Text passage below:

Text-to-4D Dynamic Scene Generation

make-a-video3d.github.io

134 points by Sebastian_09 2 years ago

These videos look too much like the things and their movement that I see in dreams. They are blurryish but makes sense but actually don't. e.g. the running rabbit, its legs are moving but its not. This is almost exactly how I remember dreams, when I see people moving, I can rarely notice their limbs moving accordingly. When I look at my own hands they might have more than 5 five fingers and very vague and blurry hand lines. When i try to run or walk, or fly its just as weird as these videos.

This reminds of how the first generation of these kind of image generators were said to be 'dreaming'. This also makes me think that do our brains really work like these algorithms (or these algos are mimicking brains very correctly).

radarsat1 2 years ago

> trained only on Text-Image pairs and unlabeled videos

This is fascinating. It's able to pick up sufficiently on the fundamentals of 3D motion from 2D videos, while only needing static images with descriptions to infer semantics.

Sebastian_09 2 years ago

Link to paper https://arxiv.org/abs/2301.11280, dynamic visualisations only work in Chrome (?)

End of Text passage.
Record set below:

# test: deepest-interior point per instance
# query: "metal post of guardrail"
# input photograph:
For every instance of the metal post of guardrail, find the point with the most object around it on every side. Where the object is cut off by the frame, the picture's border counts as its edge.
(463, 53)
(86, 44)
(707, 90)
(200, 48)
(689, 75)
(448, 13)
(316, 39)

End of Record set.

Assigned task 1:
Can you return the part of the Text-to-4D thread starting with "Text-to-4D Dynamic Scene" and going on through "brains very correctly)."?
Assigned task 2:
In the Text-to-4D thread:
(a) How many points does the post have?
(b) Which animal in the videos does the first comment single out?
(c) Who quotes the phrase about training on text-image pairs and unlabeled videos?
Rely only on the text for these.

Expected output 1:
Text-to-4D Dynamic Scene Generation

make-a-video3d.github.io

134 points by Sebastian_09 2 years ago

These videos look too much like the things and their movement that I see in dreams. They are blurryish but makes sense but actually don't. e.g. the running rabbit, its legs are moving but its not. This is almost exactly how I remember dreams, when I see people moving, I can rarely notice their limbs moving accordingly. When I look at my own hands they might have more than 5 five fingers and very vague and blurry hand lines. When i try to run or walk, or fly its just as weird as these videos.

This reminds of how the first generation of these kind of image generators were said to be 'dreaming'. This also makes me think that do our brains really work like these algorithms (or these algos are mimicking brains very correctly).

Expected output 2:
(a) 134
(b) The running rabbit
(c) radarsat1